August 15, 2007



Posted Aug. 1, 2007


The U.S. Army Veterinary Corps presented several awards during the 10th Annual Force Health Protection Conference held Aug. 4-10 in Louisville, Ky.

Lieutenant Colonel Neal Woollen was awarded the inaugural Daniel Holland Leadership Award for his distinguished leadership qualities. Throughout his career, Lt. Col. Woollen has proved himself as a leader and a veterinary pathologist. He filled a key role in the national response to the 2001 anthrax attacks, participated in field research on the Ebola virus, was a member of the United Nations Special Commission inspection team in Iraq, and commanded the Theater Army Medical Laboratory.

Currently, Lt. Col. Woollen commands the 248th Veterinary Medical Detachment in the Iraq theater of operations. The Army said he exemplifies the leadership, commitment to excellence, professionalism, patriotism, and selfless service that characterized Lt. Col. Holland's career.
----
▶ [Problem 1]:
Can you rewrite the stretch of the Veterinary Corps awards text from "The U.S. Army" through "Army Medical Laboratory.", switching "inaugural" to "first"?
▶ [Problem 2]:
What qualities does the Veterinary Corps awards text say characterized Lt. Col. Holland's career?

(Dataset entries)
----
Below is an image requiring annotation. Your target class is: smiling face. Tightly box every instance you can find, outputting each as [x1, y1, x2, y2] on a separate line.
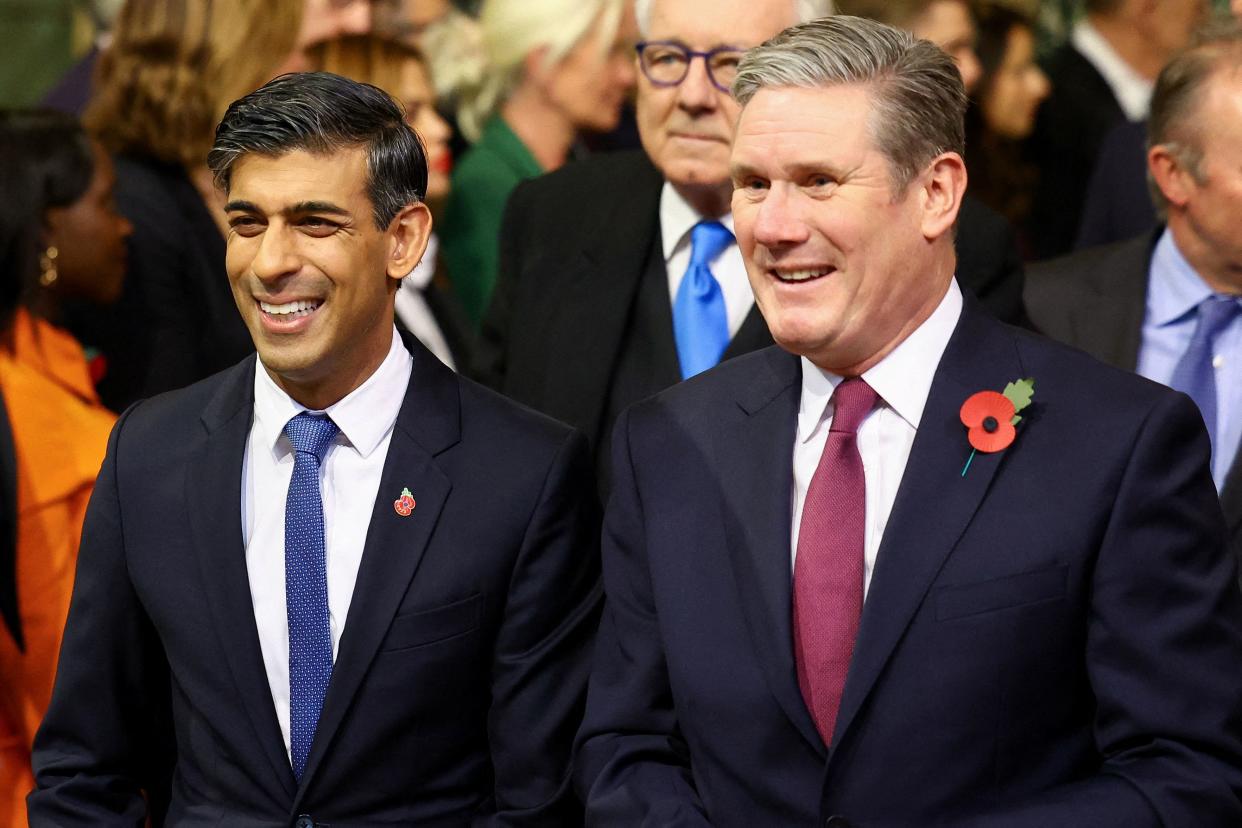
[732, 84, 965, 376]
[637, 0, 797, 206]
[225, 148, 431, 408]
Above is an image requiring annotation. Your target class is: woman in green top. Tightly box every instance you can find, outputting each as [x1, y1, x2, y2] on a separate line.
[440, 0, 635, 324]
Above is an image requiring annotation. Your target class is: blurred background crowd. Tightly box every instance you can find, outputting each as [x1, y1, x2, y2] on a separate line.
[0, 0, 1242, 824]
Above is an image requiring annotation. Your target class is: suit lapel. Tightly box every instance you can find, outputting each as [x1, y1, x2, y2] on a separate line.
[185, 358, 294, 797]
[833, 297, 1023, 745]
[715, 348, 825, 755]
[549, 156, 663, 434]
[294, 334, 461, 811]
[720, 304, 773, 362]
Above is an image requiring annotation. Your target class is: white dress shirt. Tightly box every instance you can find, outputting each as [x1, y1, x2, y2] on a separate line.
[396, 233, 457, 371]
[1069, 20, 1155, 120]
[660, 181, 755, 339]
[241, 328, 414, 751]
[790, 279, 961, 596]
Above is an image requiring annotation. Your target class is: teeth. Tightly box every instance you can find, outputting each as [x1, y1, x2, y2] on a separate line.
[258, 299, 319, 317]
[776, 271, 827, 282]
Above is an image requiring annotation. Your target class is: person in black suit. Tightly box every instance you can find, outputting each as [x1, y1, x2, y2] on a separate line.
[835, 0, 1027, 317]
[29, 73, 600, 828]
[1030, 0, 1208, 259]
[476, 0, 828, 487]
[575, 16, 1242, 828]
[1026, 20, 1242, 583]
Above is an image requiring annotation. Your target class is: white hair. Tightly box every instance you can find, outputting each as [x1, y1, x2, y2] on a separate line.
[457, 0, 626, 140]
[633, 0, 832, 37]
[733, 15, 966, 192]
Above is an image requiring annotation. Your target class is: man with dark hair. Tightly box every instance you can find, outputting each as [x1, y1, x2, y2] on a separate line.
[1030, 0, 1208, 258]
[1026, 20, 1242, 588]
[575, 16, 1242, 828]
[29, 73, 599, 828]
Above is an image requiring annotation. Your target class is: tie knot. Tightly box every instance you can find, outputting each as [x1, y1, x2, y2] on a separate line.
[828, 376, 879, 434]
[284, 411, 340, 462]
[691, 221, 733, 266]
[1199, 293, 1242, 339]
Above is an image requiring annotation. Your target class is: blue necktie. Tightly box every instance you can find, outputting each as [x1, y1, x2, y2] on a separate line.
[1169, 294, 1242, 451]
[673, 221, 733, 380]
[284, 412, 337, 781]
----
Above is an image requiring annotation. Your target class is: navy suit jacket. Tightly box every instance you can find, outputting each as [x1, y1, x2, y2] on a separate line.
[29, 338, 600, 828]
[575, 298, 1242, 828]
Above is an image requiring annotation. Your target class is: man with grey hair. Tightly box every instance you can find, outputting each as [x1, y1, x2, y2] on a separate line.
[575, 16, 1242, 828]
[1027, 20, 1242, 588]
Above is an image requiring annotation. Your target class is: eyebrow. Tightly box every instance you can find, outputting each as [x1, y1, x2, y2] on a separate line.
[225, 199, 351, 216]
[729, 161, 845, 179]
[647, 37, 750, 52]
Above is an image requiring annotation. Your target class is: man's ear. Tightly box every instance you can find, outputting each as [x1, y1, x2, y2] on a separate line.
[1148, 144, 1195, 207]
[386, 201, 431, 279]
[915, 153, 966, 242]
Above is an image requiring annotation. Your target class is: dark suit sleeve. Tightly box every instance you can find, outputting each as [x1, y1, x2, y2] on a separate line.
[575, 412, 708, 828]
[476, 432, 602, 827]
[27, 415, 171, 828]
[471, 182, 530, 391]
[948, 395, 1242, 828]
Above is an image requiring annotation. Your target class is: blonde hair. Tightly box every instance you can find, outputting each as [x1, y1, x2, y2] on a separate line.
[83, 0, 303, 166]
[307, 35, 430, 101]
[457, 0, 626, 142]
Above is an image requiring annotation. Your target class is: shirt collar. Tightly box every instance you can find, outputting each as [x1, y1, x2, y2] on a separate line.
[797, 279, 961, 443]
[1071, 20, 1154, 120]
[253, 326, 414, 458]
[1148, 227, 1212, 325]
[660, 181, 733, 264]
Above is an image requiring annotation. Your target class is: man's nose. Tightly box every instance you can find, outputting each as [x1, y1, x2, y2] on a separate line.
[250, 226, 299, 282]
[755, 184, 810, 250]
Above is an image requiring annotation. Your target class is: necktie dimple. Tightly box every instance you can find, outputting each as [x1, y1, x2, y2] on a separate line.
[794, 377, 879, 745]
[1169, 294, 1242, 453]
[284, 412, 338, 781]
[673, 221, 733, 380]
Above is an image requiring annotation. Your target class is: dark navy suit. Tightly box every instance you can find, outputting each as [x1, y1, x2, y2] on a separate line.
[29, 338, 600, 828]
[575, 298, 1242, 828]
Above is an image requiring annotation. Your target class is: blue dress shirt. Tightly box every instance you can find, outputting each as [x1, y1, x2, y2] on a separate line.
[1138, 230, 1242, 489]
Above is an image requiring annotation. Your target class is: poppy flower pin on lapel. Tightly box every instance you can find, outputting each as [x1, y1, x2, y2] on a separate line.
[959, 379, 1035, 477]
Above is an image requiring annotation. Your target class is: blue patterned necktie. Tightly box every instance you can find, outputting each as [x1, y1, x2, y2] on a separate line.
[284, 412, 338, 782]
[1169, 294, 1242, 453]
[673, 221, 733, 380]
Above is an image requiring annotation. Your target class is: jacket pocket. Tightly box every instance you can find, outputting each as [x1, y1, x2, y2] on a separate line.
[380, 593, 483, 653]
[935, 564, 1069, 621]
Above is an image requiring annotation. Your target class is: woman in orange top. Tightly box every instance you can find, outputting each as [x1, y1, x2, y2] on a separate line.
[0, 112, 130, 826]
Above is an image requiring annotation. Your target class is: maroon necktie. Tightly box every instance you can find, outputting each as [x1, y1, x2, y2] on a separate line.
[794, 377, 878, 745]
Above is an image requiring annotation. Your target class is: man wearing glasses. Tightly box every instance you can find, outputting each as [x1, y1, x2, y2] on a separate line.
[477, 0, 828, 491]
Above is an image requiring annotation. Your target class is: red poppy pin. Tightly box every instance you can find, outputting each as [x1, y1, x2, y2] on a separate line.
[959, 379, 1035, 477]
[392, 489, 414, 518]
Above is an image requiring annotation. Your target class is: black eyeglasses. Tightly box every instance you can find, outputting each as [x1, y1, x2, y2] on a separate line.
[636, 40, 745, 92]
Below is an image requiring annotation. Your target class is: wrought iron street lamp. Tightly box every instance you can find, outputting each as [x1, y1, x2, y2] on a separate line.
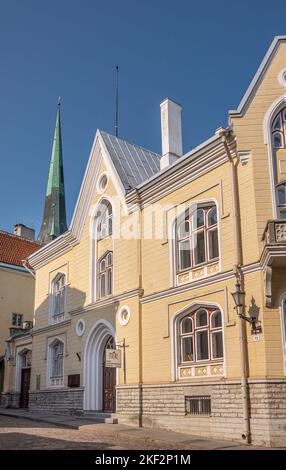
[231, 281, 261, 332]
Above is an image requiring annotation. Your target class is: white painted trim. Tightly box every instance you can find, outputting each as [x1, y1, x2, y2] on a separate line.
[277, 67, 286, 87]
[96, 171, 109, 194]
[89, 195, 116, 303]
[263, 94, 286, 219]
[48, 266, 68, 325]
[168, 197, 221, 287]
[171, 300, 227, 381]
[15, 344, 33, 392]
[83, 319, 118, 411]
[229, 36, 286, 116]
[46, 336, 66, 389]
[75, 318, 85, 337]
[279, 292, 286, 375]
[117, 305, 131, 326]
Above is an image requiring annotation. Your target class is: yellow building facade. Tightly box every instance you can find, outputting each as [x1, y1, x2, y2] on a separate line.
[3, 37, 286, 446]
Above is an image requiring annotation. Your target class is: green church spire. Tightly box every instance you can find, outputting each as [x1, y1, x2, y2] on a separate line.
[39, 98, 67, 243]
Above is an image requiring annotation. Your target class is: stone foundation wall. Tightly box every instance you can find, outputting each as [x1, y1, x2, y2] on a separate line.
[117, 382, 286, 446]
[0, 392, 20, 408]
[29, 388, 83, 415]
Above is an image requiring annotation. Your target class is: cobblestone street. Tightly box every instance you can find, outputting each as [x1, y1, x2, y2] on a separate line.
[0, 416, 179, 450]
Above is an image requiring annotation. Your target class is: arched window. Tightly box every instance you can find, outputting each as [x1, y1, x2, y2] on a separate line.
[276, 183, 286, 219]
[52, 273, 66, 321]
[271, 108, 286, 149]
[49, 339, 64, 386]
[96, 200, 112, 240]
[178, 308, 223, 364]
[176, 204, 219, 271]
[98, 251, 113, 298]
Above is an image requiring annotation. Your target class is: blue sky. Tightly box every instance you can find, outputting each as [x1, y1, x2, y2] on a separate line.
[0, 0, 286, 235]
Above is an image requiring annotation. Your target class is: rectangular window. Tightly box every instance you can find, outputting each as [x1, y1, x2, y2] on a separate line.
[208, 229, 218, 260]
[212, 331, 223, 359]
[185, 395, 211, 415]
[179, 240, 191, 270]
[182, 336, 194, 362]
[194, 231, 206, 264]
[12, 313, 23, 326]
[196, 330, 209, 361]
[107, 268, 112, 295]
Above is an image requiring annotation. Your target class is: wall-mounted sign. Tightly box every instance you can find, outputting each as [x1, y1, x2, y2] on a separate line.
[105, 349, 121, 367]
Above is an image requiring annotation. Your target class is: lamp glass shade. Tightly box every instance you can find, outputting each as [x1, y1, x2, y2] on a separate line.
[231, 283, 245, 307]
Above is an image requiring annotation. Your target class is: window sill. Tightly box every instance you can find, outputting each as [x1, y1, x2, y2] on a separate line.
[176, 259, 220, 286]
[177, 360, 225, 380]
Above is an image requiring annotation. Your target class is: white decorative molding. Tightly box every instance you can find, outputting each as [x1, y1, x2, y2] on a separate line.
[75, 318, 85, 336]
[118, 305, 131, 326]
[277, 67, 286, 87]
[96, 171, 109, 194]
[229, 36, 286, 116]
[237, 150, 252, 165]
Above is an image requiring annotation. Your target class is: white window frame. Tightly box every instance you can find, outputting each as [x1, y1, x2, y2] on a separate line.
----
▶ [Written reply 1]:
The U.S. Army Veterinary Corps presented several awards during the 10th Annual Force Health Protection Conference held Aug. 4-10 in Louisville, Ky.

Lieutenant Colonel Neal Woollen was awarded the first Daniel Holland Leadership Award for his distinguished leadership qualities. Throughout his career, Lt. Col. Woollen has proved himself as a leader and a veterinary pathologist. He filled a key role in the national response to the 2001 anthrax attacks, participated in field research on the Ebola virus, was a member of the United Nations Special Commission inspection team in Iraq, and commanded the Theater Army Medical Laboratory.

▶ [Written reply 2]:
- Leadership
- Commitment to excellence
- Professionalism
- Patriotism
- Selfless service